* **Exercise description**
The output must match the entries below exactly, with pictures removed.

### The data ###

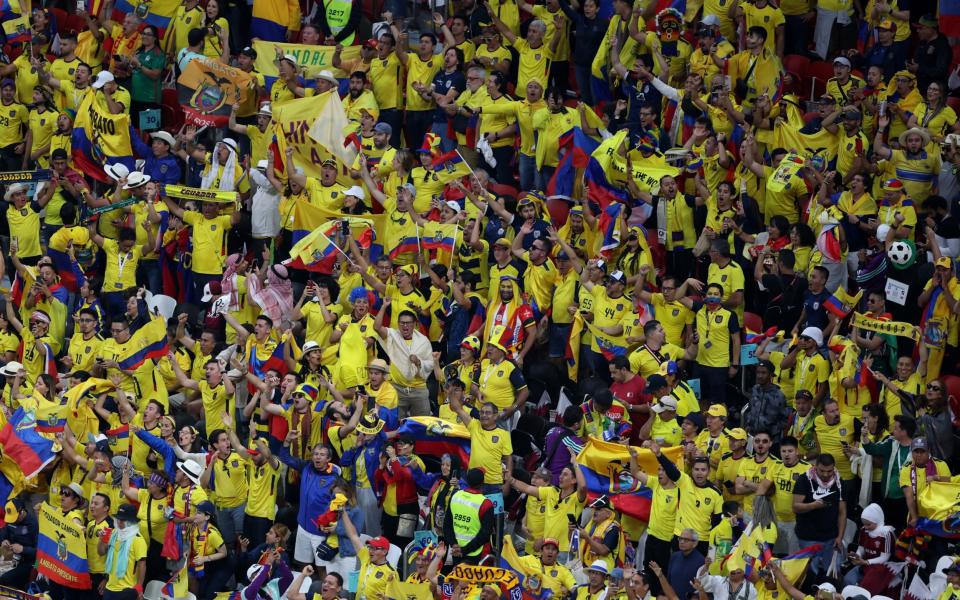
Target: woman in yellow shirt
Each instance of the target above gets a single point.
(216, 27)
(208, 554)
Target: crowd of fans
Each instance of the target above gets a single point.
(787, 316)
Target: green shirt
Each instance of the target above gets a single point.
(144, 89)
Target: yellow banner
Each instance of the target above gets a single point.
(312, 59)
(62, 549)
(292, 123)
(897, 328)
(187, 193)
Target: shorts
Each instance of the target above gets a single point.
(559, 335)
(306, 548)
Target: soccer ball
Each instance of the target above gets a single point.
(900, 253)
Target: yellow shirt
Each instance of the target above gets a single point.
(373, 579)
(25, 229)
(646, 362)
(916, 478)
(755, 472)
(831, 439)
(534, 64)
(137, 552)
(421, 71)
(697, 506)
(385, 77)
(215, 401)
(209, 242)
(488, 449)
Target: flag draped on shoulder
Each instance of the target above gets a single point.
(100, 138)
(62, 549)
(207, 90)
(150, 342)
(606, 469)
(434, 436)
(20, 441)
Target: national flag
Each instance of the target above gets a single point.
(450, 167)
(100, 138)
(531, 580)
(119, 440)
(577, 147)
(331, 127)
(260, 365)
(441, 236)
(51, 417)
(18, 30)
(64, 267)
(156, 12)
(606, 469)
(203, 86)
(949, 18)
(918, 590)
(150, 342)
(22, 443)
(842, 302)
(611, 226)
(435, 437)
(317, 250)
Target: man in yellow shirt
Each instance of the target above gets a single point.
(490, 446)
(126, 552)
(209, 237)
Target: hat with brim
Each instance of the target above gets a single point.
(191, 469)
(370, 425)
(163, 136)
(135, 180)
(116, 171)
(14, 189)
(328, 77)
(923, 133)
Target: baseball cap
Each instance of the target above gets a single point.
(664, 403)
(737, 433)
(379, 542)
(717, 410)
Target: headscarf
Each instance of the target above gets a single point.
(229, 168)
(874, 514)
(230, 283)
(276, 298)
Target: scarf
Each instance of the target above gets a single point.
(276, 297)
(874, 514)
(119, 546)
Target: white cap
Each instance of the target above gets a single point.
(328, 77)
(356, 191)
(814, 334)
(164, 136)
(11, 369)
(664, 403)
(103, 78)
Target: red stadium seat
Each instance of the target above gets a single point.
(819, 72)
(753, 322)
(59, 17)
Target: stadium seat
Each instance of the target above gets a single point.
(817, 74)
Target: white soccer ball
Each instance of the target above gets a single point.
(900, 253)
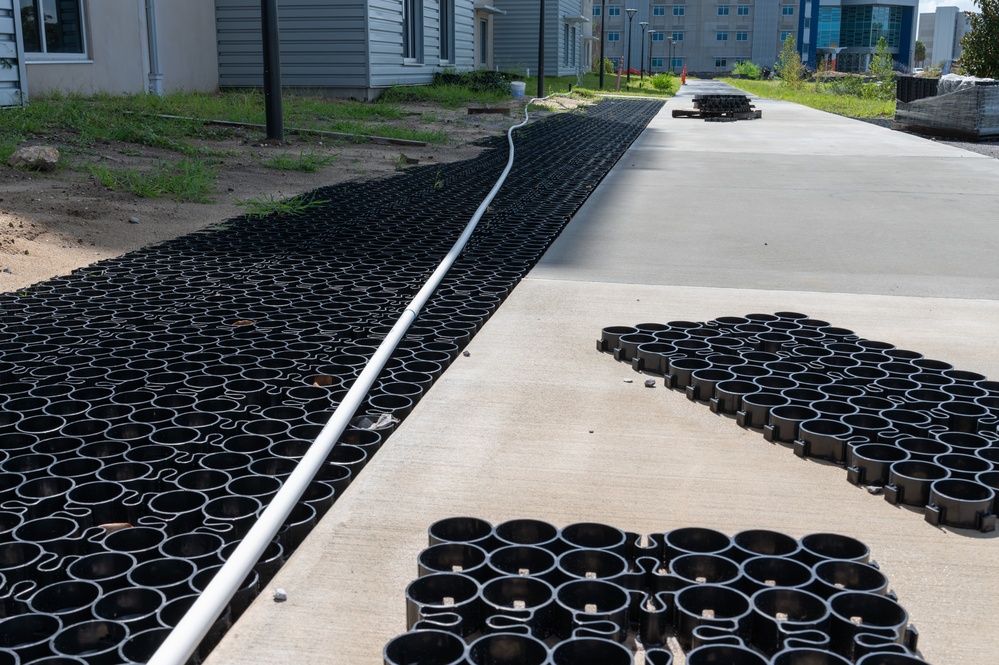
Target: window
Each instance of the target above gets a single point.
(60, 29)
(484, 42)
(447, 30)
(412, 31)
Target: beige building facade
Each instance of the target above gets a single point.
(92, 46)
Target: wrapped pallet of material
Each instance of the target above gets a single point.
(964, 107)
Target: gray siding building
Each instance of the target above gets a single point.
(515, 34)
(348, 48)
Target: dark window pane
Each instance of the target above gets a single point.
(63, 26)
(30, 27)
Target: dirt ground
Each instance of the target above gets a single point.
(52, 223)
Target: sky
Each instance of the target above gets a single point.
(929, 6)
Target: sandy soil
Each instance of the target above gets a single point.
(52, 223)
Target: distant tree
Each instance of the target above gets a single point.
(980, 57)
(789, 67)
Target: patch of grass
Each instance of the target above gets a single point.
(264, 206)
(183, 180)
(86, 121)
(591, 86)
(306, 162)
(812, 96)
(448, 96)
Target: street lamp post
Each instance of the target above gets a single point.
(650, 50)
(631, 17)
(641, 59)
(603, 23)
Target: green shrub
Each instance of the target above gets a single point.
(663, 81)
(748, 69)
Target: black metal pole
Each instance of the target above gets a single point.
(603, 22)
(541, 51)
(272, 69)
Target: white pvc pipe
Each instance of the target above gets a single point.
(184, 639)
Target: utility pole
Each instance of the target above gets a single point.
(631, 17)
(641, 59)
(603, 23)
(272, 70)
(541, 51)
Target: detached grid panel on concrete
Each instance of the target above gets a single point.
(527, 593)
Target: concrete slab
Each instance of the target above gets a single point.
(536, 424)
(798, 200)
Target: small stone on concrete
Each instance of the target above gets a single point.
(35, 157)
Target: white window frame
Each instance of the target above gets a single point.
(54, 58)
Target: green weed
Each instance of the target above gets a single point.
(811, 94)
(183, 180)
(264, 206)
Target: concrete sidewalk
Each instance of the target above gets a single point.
(801, 211)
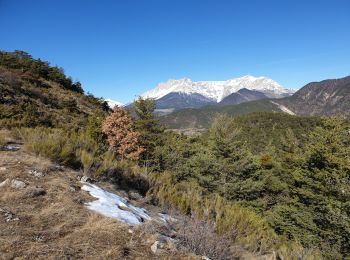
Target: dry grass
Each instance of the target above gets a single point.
(57, 225)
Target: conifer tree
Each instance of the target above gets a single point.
(147, 125)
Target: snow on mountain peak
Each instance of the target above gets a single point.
(216, 90)
(112, 103)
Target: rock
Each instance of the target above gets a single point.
(36, 192)
(86, 179)
(36, 173)
(9, 216)
(16, 184)
(11, 147)
(134, 195)
(155, 247)
(5, 183)
(163, 243)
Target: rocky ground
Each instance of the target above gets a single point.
(43, 215)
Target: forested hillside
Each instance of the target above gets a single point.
(327, 97)
(33, 93)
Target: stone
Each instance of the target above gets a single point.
(36, 173)
(5, 183)
(16, 184)
(133, 195)
(36, 192)
(86, 179)
(155, 247)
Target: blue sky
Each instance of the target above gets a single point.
(120, 49)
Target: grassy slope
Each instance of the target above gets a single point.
(57, 225)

###

* **Answer to the exercise**
Target: woman in yellow shirt
Each instance of the target above gets a single point.
(216, 27)
(208, 554)
Target: crowd of fans
Each instance of the target above gets a single point.
(787, 316)
Target: green shirt
Each instance of the target above gets a single point.
(144, 89)
Target: yellow banner
Each instance of the target above gets a single point.
(312, 59)
(62, 549)
(292, 123)
(897, 328)
(187, 193)
Target: shorts
Each instance of the target above gets a single point.
(559, 335)
(306, 548)
Target: soccer ball
Each instance of the target above gets a single point.
(900, 253)
Target: yellow shirt
Each instance of the target above gets a single point.
(373, 579)
(25, 229)
(646, 362)
(916, 478)
(755, 472)
(831, 439)
(534, 64)
(137, 552)
(421, 71)
(697, 506)
(385, 77)
(215, 401)
(209, 242)
(488, 449)
Target: flag draped on shoulder
Each instance of the target above gets a single point.
(100, 138)
(62, 549)
(207, 90)
(150, 342)
(606, 469)
(434, 436)
(20, 441)
Target: national flag
Each instance of the target above gets a single point.
(450, 167)
(100, 138)
(531, 580)
(119, 440)
(577, 147)
(331, 127)
(260, 365)
(441, 236)
(51, 417)
(18, 30)
(64, 267)
(156, 12)
(606, 469)
(203, 86)
(949, 18)
(918, 590)
(150, 342)
(22, 443)
(842, 302)
(611, 226)
(435, 437)
(317, 250)
Target: man in yellow shirt
Each instance of the target above gets a single point.
(490, 446)
(126, 552)
(209, 237)
Target: hat with brim
Each instance of the target above gets a single point.
(191, 469)
(370, 425)
(163, 136)
(135, 180)
(116, 171)
(14, 189)
(328, 77)
(923, 133)
Target: baseball cap
Each instance of the target above gets a single point.
(664, 403)
(737, 433)
(379, 542)
(717, 410)
Target: headscarf
Each instance of the target above gets a single point.
(229, 168)
(874, 514)
(230, 283)
(276, 298)
Target: scarf
Each instance of the target above gets a single point.
(276, 297)
(874, 514)
(119, 546)
Target: white cap
Each instance of the target above gets a single point.
(328, 77)
(356, 191)
(814, 334)
(164, 136)
(11, 369)
(664, 403)
(103, 78)
Target: red stadium seat
Each instance of the target above gets a single point.
(819, 72)
(753, 322)
(59, 17)
Target: stadium seat
Each instance of the target above gets a single point.
(817, 74)
Target: white soccer ball
Each instance of the target above gets a single point.
(900, 253)
Target: window
Each instance of the target above gets a single point.
(60, 29)
(484, 42)
(447, 30)
(412, 31)
Target: beige building facade
Each instance of the target above gets a single point.
(92, 46)
Target: wrapped pallet of material
Each instance of the target above gets a single point.
(964, 107)
Target: gray siding building
Each instance of the target above gets a single point.
(515, 34)
(348, 48)
Target: dark window pane
Each instance of the target above gets a single point.
(63, 26)
(30, 27)
Target: dirt ground
Each instance of the target above gets a single point.
(52, 223)
Target: sky
Each instance of the target above gets a single point.
(929, 6)
Target: sandy soil
Each instance of the target above gets a single point.
(52, 223)
Target: distant tree
Each instance of the target above gets a single point.
(980, 57)
(789, 67)
Target: patch of grass
Each instance of the target above gets a single point.
(264, 206)
(183, 180)
(86, 121)
(591, 86)
(306, 162)
(812, 96)
(448, 96)
Target: street lamp post
Each instance of the target above gets a single point.
(650, 50)
(631, 17)
(641, 59)
(603, 23)
Target: green shrub
Each instance of the target above gets a single point.
(663, 81)
(748, 69)
Target: black metal pole
Each instance of the target above gets a single point.
(603, 22)
(541, 51)
(272, 69)
Target: white pvc pipe
Each instance of the target above gets a single point.
(184, 639)
Target: utility pole
Each instance of the target above gets a single point.
(631, 17)
(641, 59)
(603, 23)
(272, 70)
(541, 51)
Target: detached grid panel on concrete
Each instance of the target above gets a single point.
(527, 593)
Target: concrete slab
Each instance of the target above gets a single point.
(536, 424)
(798, 200)
Target: small stone on concrete
Each instance of the target above gets a single point.
(35, 157)
Target: white window frame
Each instance of the target above gets a single point.
(54, 58)
Target: green weed
Each instance of the target above gets a single point.
(811, 94)
(183, 180)
(264, 206)
Target: concrete sidewalk
Each instance of the target above gets a single point.
(801, 211)
Target: dry grass
Each instance of the target above gets a single point.
(57, 225)
Target: conifer tree
Each instance of the target above gets a single point.
(147, 125)
Target: snow on mountain peak
Each instance of the target above gets a single point.
(216, 90)
(112, 103)
Target: rock
Each instance of the target above gets a single point.
(36, 192)
(86, 179)
(36, 173)
(9, 216)
(16, 184)
(11, 147)
(134, 195)
(155, 247)
(5, 183)
(163, 243)
Target: rocky ground
Each instance of the target above gets a single point.
(43, 215)
Target: forested hillside
Each instance of the target above gets a single point.
(327, 97)
(33, 93)
Target: stone
Each instance of the target above gets a single point.
(36, 173)
(5, 183)
(16, 184)
(133, 195)
(36, 192)
(86, 179)
(155, 247)
Target: blue sky
Each instance of the target above gets a single point.
(120, 49)
Target: grassy slope
Each instance of the target above gets a single point.
(57, 225)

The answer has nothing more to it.